##### Material shown
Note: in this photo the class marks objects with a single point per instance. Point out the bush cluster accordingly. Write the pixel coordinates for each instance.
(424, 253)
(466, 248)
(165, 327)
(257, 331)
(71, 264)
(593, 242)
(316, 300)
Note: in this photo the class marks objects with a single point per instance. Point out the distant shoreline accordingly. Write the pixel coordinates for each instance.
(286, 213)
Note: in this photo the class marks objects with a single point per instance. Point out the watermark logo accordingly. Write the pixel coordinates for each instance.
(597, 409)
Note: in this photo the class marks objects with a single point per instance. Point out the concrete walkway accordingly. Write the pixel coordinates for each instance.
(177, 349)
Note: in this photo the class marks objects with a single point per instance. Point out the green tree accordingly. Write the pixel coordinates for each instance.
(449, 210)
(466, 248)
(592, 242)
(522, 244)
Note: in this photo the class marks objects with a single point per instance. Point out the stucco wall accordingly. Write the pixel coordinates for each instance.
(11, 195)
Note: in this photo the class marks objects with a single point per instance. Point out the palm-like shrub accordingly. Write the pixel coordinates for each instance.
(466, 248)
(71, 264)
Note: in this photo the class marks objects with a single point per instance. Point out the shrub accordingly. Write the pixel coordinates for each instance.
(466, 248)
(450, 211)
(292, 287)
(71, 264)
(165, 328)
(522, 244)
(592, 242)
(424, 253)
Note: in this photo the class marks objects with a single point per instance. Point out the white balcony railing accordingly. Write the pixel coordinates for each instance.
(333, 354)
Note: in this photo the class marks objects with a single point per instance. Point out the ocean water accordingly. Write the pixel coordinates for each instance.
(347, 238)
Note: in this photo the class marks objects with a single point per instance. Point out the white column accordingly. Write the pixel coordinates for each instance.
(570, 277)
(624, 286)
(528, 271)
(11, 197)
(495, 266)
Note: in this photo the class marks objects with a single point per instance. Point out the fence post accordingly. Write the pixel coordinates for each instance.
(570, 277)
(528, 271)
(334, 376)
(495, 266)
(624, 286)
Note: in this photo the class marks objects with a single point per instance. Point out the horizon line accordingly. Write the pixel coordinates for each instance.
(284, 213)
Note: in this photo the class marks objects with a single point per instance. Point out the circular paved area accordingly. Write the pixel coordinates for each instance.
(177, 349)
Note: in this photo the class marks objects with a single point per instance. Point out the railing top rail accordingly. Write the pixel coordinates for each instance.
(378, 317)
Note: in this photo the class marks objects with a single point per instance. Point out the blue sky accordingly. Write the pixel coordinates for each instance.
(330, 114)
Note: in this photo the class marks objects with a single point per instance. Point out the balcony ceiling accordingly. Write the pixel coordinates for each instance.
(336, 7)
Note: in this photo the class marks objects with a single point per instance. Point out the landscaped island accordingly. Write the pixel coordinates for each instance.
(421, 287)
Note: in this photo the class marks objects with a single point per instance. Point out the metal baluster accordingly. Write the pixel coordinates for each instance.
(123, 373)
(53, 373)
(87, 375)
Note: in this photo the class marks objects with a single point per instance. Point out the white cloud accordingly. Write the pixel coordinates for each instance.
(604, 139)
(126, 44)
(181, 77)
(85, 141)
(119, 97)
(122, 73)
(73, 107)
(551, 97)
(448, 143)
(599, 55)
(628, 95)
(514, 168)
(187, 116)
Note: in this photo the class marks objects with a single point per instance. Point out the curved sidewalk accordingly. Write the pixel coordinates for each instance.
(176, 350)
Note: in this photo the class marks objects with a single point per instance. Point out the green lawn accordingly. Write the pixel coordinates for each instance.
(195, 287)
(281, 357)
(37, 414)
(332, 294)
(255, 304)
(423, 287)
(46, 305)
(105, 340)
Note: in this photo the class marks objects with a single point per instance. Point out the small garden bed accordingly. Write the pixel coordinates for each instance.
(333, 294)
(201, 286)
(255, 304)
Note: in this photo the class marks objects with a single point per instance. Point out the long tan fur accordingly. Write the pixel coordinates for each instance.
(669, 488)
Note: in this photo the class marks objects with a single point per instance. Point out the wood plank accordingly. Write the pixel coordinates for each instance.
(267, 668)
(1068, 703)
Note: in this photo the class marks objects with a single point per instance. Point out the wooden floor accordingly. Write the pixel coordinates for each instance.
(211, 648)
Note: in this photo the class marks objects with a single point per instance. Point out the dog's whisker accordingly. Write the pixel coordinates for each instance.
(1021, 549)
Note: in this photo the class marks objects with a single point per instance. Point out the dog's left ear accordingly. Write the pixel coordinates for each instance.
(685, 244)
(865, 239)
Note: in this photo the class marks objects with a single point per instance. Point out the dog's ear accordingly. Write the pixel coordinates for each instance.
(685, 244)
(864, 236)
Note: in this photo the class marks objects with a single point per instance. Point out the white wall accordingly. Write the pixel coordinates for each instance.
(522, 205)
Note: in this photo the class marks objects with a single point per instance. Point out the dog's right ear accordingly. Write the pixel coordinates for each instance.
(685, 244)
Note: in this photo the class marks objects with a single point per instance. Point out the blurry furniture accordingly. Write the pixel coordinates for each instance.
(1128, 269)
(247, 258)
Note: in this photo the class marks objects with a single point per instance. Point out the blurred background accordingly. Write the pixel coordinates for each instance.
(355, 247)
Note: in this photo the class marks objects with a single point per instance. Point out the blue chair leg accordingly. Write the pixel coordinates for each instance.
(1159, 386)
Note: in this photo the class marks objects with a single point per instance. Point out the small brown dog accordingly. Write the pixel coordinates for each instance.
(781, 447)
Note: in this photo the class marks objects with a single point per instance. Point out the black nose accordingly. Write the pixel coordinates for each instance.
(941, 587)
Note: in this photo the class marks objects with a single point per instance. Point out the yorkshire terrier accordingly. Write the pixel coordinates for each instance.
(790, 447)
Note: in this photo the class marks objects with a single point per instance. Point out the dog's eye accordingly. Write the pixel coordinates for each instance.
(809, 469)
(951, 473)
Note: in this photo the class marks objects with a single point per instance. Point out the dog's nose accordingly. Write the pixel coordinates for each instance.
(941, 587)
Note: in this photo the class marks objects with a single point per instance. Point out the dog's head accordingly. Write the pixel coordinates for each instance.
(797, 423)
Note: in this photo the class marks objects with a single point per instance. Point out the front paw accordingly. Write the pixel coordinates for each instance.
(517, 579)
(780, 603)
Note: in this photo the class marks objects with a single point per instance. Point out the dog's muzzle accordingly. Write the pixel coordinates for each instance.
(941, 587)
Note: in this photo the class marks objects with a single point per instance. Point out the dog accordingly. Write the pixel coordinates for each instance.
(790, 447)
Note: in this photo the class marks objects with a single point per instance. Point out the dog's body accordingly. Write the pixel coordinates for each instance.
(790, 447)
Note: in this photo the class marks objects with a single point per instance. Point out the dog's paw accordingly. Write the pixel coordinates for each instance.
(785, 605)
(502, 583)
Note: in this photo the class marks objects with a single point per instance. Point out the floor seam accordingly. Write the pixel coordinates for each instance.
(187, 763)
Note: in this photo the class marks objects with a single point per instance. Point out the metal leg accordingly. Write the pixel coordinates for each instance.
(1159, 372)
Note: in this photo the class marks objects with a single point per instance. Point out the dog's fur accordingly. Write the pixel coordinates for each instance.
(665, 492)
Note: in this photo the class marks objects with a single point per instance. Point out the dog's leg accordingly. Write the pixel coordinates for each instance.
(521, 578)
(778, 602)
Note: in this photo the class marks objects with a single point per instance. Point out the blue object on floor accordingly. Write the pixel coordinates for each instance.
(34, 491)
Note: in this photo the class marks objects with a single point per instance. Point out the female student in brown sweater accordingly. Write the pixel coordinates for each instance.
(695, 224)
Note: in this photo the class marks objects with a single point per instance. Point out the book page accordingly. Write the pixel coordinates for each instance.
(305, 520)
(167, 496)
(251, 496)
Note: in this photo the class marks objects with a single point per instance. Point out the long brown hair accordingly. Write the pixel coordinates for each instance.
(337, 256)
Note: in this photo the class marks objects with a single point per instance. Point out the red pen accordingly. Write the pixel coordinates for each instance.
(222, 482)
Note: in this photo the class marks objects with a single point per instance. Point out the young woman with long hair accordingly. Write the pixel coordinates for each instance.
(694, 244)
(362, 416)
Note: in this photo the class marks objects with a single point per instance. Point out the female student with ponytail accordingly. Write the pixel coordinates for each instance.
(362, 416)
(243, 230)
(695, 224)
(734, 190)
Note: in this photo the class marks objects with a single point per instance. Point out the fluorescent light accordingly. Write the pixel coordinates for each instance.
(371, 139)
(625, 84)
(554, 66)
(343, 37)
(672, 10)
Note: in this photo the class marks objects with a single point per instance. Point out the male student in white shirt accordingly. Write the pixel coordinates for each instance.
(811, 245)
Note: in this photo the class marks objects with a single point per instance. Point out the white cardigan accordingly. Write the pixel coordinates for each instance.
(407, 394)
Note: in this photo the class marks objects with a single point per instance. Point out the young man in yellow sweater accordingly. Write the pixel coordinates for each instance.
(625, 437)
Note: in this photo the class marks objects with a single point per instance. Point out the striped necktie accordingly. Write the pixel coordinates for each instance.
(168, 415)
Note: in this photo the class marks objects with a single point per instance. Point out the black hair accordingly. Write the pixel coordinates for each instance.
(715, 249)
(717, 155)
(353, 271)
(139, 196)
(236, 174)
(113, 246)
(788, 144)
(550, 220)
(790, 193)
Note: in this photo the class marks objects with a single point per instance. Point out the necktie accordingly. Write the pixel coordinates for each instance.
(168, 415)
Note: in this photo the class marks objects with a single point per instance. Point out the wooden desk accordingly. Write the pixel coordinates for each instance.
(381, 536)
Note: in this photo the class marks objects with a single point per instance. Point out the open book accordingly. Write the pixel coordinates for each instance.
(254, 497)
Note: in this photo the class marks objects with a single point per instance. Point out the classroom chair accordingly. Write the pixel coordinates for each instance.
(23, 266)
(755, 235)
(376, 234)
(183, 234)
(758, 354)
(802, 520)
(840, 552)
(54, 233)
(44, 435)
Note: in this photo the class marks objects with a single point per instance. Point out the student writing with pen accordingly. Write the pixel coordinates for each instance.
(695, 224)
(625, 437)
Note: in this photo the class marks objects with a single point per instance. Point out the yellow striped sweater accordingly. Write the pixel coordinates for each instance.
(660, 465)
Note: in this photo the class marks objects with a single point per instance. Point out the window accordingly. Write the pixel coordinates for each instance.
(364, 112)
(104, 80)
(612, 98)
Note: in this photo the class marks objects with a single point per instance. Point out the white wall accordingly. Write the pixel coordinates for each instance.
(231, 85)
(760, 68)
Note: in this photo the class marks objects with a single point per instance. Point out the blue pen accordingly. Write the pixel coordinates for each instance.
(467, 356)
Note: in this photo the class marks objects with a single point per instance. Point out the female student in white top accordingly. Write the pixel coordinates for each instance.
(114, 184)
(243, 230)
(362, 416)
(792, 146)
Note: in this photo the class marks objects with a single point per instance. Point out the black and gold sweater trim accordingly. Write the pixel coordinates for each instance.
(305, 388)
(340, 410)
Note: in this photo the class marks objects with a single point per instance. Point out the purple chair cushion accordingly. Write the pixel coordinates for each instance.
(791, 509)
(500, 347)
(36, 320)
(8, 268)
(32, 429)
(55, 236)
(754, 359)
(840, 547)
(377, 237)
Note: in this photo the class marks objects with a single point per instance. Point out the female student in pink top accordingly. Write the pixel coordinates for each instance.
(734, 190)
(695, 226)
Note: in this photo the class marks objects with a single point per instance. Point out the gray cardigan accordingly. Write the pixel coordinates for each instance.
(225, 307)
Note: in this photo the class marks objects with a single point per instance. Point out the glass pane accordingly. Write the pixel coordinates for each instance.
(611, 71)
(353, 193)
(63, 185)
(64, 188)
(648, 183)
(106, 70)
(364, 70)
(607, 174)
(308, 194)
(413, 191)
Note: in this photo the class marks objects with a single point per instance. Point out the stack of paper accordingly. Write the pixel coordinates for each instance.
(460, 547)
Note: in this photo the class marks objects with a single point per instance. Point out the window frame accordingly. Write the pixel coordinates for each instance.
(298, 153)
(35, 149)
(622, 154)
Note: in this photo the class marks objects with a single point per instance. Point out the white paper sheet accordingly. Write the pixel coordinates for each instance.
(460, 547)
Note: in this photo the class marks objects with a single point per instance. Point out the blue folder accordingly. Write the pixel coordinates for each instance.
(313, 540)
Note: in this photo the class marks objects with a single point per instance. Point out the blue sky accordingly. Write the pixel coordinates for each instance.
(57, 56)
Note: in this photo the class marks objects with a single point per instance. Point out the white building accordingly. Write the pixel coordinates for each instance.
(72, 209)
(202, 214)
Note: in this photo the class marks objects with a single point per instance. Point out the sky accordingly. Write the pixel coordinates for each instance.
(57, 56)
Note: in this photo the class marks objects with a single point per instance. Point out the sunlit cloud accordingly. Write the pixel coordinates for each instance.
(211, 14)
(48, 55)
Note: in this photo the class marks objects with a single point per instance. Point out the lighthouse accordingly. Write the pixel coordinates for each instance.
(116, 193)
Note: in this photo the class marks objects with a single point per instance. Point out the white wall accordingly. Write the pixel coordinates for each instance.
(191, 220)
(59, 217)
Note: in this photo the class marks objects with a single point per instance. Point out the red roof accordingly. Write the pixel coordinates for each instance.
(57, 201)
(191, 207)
##########
Exercise brief: Quote, word for word, every line starting at the one that contains "the white building" and ending with the final line of the entries.

Solution to the exercise:
Note: in this photo the class marks objects with a single point per instance. Point out the white building accordingly. Write the pixel coordinates for each instance.
(72, 209)
(202, 214)
Note: in this photo the class marks objects with a single point per instance. Point out the sky accordingly. Write the pixel coordinates for each instance.
(57, 56)
Note: in this photo the class marks objects with a single point per instance. Point out the sunlit cloud accordingly. Write the pixel coordinates for each instance.
(211, 14)
(48, 55)
Note: in this photo the class marks objects with a single point per instance. Point out the lighthouse accordingly. Write the pixel coordinates for each instance.
(116, 193)
Note: in this photo the class marks objects with a single point per instance. Point out the white wall accordingly. Write the pixel coordinates for each instance.
(191, 220)
(59, 217)
Note: in this photo the class marks objects with a single point per instance. Point out the red roof accordingly. Write the pixel coordinates for each instance.
(57, 201)
(191, 207)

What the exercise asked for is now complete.